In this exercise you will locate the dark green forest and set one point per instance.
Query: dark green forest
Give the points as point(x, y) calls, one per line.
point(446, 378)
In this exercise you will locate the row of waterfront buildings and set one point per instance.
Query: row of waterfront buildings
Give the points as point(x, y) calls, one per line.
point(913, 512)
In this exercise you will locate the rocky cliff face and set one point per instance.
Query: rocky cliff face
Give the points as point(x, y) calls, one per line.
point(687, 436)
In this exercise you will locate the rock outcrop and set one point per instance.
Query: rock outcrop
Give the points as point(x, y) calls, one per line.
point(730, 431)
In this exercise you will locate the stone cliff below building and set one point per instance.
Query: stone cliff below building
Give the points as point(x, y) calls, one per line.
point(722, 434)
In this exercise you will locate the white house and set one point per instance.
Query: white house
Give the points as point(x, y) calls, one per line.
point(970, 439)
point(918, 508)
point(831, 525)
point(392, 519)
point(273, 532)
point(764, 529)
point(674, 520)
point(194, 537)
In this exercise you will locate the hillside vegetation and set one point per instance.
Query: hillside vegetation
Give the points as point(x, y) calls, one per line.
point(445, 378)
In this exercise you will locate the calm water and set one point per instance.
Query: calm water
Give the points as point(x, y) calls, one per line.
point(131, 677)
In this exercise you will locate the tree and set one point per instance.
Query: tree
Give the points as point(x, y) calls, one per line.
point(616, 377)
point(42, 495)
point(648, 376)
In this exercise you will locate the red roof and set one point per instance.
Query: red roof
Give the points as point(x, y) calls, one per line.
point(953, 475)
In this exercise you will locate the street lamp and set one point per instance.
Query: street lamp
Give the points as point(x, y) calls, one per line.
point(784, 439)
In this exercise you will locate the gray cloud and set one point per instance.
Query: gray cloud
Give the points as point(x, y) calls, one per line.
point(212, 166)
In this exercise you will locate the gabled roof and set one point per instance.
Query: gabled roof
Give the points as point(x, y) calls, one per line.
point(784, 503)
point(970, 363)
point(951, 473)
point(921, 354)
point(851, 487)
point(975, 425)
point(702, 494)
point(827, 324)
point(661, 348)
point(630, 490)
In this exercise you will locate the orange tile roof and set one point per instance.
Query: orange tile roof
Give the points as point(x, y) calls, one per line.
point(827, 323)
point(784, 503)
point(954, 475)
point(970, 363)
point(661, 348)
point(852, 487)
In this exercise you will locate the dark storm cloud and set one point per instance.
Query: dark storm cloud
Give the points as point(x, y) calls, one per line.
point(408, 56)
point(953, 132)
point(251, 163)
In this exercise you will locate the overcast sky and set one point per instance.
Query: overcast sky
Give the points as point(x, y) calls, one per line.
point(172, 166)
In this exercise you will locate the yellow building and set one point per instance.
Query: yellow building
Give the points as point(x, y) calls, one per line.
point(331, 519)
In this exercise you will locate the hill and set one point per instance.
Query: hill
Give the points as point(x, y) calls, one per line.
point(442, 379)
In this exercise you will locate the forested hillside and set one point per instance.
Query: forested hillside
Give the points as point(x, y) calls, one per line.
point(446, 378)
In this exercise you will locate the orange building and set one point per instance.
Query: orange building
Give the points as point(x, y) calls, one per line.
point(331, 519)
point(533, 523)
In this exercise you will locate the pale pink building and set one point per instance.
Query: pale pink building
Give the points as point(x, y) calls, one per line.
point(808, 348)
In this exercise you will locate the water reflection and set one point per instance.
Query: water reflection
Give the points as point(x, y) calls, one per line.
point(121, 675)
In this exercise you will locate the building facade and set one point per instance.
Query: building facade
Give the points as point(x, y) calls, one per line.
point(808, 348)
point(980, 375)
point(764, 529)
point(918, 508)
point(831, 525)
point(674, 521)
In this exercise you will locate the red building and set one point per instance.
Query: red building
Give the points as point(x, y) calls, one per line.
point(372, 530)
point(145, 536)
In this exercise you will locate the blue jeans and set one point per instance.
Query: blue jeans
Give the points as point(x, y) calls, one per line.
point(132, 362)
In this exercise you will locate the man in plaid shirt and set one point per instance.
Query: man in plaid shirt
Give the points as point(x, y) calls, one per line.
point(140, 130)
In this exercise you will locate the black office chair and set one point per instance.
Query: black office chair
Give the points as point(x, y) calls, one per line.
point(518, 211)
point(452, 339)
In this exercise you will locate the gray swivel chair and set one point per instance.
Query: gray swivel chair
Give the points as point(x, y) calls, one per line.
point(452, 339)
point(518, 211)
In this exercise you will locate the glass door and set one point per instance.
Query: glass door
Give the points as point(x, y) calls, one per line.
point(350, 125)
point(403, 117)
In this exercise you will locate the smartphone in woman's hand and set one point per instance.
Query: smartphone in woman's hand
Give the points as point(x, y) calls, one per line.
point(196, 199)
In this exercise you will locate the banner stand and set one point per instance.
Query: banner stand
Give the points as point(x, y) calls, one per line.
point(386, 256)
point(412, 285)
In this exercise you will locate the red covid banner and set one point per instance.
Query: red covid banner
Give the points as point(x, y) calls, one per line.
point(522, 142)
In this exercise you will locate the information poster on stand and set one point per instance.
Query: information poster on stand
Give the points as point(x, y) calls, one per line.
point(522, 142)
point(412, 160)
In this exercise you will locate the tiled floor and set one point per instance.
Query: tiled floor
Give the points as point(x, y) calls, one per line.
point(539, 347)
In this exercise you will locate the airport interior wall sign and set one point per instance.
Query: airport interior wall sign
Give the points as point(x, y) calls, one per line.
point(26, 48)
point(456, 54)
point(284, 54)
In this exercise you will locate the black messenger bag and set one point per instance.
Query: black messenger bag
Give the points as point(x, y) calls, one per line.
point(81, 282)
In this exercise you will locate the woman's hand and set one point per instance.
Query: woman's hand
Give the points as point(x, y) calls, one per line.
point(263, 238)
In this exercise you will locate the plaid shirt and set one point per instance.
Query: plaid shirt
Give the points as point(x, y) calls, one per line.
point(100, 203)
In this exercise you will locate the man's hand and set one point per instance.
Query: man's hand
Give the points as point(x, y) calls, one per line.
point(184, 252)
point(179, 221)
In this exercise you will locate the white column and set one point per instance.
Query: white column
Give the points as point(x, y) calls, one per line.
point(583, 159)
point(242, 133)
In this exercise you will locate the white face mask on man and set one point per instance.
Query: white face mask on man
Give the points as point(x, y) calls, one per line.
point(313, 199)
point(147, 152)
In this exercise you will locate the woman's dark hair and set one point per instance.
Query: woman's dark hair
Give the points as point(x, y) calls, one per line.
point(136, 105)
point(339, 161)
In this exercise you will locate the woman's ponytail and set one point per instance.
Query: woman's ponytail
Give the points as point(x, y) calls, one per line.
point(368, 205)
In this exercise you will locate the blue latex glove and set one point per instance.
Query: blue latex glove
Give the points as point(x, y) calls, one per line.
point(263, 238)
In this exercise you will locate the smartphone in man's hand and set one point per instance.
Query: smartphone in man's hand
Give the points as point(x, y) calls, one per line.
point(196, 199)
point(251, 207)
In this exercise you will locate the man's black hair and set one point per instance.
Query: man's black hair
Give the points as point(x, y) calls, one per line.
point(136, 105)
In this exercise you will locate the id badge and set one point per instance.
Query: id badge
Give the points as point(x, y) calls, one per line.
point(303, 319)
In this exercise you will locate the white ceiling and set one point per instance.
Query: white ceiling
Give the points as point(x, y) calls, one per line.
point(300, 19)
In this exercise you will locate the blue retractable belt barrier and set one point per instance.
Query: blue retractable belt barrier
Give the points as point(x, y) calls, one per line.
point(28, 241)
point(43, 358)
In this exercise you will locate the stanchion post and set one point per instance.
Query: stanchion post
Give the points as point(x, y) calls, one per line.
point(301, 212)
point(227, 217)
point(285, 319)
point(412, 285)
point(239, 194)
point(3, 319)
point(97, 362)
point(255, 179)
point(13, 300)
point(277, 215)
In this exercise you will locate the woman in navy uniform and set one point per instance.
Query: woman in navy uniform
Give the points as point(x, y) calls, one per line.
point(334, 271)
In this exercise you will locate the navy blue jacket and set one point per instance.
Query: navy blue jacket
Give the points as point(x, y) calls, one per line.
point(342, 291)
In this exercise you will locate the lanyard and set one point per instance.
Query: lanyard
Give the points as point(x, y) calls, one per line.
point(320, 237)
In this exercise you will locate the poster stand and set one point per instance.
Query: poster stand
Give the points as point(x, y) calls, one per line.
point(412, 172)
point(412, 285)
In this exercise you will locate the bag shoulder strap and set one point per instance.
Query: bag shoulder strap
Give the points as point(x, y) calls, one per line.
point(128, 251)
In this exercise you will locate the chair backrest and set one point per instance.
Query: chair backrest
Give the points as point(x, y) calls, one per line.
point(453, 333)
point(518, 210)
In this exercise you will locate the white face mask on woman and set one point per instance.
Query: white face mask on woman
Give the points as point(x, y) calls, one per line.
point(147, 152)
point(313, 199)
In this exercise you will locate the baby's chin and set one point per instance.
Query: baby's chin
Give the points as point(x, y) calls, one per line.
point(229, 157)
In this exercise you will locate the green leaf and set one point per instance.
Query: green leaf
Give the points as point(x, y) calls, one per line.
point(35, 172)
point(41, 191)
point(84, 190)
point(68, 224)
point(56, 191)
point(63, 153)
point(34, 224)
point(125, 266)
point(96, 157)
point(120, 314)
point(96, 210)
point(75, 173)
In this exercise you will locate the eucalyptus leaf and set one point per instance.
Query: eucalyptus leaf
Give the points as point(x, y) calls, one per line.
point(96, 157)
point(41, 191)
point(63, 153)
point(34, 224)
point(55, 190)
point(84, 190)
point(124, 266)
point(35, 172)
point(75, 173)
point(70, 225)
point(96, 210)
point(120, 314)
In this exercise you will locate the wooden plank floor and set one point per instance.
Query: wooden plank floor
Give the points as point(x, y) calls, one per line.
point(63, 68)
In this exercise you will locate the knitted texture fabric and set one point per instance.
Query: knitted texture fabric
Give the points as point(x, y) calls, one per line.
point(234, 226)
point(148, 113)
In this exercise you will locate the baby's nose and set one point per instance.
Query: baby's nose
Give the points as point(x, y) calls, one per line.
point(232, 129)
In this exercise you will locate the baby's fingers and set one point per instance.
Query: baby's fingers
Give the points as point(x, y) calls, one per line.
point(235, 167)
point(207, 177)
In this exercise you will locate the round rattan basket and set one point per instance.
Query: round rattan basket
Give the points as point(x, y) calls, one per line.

--------

● **TASK TO COMPLETE**: Copy the items running from the line that contains "In this exercise you will locate the woman in" through the line that contains "point(334, 271)", both included, with every line kept. Add 31 to each coordinate in the answer points.

● **FINISHED ANSWER**:
In this exercise you will locate the woman in navy uniform and set one point per instance.
Query: woman in navy uniform
Give the points as point(x, y) calls, one per line.
point(365, 302)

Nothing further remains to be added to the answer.